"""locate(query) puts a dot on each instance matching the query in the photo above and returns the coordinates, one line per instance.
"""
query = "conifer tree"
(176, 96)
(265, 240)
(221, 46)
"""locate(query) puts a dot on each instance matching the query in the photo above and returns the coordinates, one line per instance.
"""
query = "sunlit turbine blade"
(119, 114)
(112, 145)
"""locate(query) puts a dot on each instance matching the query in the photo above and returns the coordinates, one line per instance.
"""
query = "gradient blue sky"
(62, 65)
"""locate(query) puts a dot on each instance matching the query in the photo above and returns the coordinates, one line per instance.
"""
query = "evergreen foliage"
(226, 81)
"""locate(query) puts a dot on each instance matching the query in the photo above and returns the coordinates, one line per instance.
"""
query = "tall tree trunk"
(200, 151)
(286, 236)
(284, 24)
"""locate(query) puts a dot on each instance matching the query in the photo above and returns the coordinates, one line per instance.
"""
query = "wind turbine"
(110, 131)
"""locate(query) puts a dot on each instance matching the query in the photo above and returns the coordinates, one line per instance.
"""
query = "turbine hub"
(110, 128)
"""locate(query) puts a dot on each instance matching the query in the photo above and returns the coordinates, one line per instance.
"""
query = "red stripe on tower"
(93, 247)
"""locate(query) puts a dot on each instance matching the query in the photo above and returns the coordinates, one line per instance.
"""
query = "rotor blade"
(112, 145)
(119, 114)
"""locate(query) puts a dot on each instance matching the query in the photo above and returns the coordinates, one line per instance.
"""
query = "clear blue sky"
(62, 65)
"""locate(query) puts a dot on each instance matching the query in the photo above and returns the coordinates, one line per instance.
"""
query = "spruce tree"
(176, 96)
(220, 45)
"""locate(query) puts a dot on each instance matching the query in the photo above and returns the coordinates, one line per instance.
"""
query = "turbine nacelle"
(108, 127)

======

**Yazılı Problem**:
Yukarıdaki satırları filtrele ve "blue" sözcüğünü içeren her satırı aynen kopyala. Büyük ve küçük harf ayrımı dikkate alınmalıdır.

**Alıştırma Çıktısı**:
query = "gradient blue sky"
query = "clear blue sky"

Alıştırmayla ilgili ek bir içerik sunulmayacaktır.